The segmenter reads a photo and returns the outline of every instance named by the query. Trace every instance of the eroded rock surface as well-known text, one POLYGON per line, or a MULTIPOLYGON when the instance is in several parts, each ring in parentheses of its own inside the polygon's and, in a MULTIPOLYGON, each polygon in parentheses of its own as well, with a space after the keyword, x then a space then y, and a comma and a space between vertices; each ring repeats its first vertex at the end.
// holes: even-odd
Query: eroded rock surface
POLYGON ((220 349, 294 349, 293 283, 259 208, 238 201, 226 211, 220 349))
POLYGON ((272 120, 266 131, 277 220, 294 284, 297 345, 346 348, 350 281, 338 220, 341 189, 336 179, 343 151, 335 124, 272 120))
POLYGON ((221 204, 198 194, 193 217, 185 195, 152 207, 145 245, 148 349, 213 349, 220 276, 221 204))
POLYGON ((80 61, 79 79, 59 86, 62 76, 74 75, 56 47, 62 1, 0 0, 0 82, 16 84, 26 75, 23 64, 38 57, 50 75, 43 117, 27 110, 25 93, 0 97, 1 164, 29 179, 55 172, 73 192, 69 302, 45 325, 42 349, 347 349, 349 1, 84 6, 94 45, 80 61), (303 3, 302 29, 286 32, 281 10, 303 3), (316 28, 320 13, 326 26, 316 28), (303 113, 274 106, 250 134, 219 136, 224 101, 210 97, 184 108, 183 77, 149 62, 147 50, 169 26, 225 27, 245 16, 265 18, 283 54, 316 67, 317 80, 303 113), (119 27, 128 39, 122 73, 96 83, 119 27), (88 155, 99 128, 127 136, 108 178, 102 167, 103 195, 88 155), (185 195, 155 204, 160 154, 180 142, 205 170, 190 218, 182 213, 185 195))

● ● ● ● ● ● ●

◆ Description of the task ◆
Give the entries again in full, exactly as they are written.

◆ Answer to this task ◆
The segmenter reads a photo and returns the outline of every instance named by the query. Trace every instance of the eroded rock surface as well-known text, one POLYGON per line, or a MULTIPOLYGON when the instance is in several parts, each ring in parentheses of its own inside the polygon's and, in a MULTIPOLYGON, each polygon in parentheses of its own as well, with a space after the keyword, x then a space then y, and a comma and a space between vertices; each ring repeats its first vertex at the end.
// holes: even-odd
Query: eroded rock surface
POLYGON ((220 349, 294 349, 293 283, 259 208, 238 201, 226 211, 220 349))
POLYGON ((272 120, 266 131, 277 220, 294 284, 297 345, 346 348, 350 281, 338 220, 341 189, 336 179, 343 151, 335 124, 272 120))
POLYGON ((221 204, 198 194, 193 217, 185 195, 152 207, 145 245, 148 349, 213 349, 220 276, 221 204))
POLYGON ((80 61, 79 79, 59 86, 62 76, 74 75, 56 47, 62 1, 0 0, 0 82, 16 84, 26 75, 23 64, 38 57, 50 75, 43 117, 27 110, 25 93, 0 97, 1 164, 29 179, 55 172, 73 192, 69 302, 45 325, 42 349, 347 349, 349 1, 84 6, 94 45, 80 61), (303 3, 302 29, 286 32, 281 10, 303 3), (316 28, 320 13, 326 26, 316 28), (303 113, 274 106, 250 134, 219 136, 224 101, 210 97, 184 108, 183 77, 149 62, 147 50, 169 26, 225 27, 245 16, 265 18, 283 54, 316 67, 317 80, 303 113), (119 27, 128 39, 122 73, 96 83, 119 27), (88 155, 99 128, 127 136, 108 178, 102 167, 103 195, 88 155), (185 195, 155 204, 160 154, 180 142, 205 170, 190 218, 182 213, 185 195))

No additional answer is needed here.